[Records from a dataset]

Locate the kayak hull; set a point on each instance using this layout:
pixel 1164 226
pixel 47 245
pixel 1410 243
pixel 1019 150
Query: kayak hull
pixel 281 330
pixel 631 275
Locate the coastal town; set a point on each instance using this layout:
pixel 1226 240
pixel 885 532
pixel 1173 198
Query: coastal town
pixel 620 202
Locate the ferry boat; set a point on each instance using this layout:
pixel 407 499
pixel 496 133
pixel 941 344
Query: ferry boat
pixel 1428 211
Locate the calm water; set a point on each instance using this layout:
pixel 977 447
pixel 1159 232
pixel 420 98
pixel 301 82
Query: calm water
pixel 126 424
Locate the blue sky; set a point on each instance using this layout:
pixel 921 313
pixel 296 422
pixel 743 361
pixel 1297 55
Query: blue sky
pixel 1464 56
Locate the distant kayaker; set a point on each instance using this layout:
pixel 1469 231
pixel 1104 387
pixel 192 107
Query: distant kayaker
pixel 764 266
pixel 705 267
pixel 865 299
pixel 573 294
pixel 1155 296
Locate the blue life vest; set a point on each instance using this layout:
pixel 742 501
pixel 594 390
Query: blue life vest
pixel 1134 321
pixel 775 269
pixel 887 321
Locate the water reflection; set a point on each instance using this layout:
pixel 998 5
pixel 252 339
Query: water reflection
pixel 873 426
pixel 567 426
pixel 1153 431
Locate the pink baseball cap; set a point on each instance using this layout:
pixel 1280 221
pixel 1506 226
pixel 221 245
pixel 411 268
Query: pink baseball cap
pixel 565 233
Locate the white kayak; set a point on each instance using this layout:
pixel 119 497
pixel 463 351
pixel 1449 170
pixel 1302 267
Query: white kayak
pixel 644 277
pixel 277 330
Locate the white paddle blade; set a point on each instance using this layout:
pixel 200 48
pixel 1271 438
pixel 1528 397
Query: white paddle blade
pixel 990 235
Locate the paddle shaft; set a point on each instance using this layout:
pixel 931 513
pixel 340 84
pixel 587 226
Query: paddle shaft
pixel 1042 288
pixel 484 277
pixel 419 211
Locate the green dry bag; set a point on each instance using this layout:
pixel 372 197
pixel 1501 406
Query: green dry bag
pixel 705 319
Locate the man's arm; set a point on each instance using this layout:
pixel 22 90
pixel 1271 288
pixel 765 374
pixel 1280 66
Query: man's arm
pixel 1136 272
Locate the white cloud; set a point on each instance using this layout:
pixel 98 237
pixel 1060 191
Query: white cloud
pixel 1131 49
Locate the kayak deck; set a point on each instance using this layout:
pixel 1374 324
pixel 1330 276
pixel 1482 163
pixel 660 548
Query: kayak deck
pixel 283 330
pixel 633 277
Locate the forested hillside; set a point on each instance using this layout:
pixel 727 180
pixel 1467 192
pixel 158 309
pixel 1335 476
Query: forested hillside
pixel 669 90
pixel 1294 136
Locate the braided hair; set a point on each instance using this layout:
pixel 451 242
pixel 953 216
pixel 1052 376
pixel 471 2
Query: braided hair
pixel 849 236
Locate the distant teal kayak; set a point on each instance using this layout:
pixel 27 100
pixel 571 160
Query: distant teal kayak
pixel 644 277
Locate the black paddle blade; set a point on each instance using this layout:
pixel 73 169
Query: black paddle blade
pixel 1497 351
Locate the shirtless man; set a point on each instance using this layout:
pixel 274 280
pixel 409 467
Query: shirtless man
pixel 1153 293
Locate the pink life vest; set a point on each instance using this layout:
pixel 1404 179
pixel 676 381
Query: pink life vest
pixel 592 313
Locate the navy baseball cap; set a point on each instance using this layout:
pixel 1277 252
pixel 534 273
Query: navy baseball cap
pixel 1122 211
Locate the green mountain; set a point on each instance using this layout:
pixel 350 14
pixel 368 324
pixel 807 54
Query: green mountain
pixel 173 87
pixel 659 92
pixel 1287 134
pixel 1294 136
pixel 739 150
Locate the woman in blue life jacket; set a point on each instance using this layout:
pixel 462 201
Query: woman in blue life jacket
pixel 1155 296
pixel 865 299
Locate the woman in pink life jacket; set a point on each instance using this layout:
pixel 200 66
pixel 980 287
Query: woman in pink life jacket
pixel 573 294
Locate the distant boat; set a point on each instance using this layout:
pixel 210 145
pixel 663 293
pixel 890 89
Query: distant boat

- [WHAT YOU NEED TO DO]: With both ends included, please retype exactly the lines from the line containing "pixel 980 287" to the final line of the data.

- [RESPONSE TO THIS EXERCISE]:
pixel 980 287
Query: woman in pink life jacket
pixel 573 294
Locate the distant boat; set a point on each instance using this layout:
pixel 210 145
pixel 663 293
pixel 890 89
Query: distant boat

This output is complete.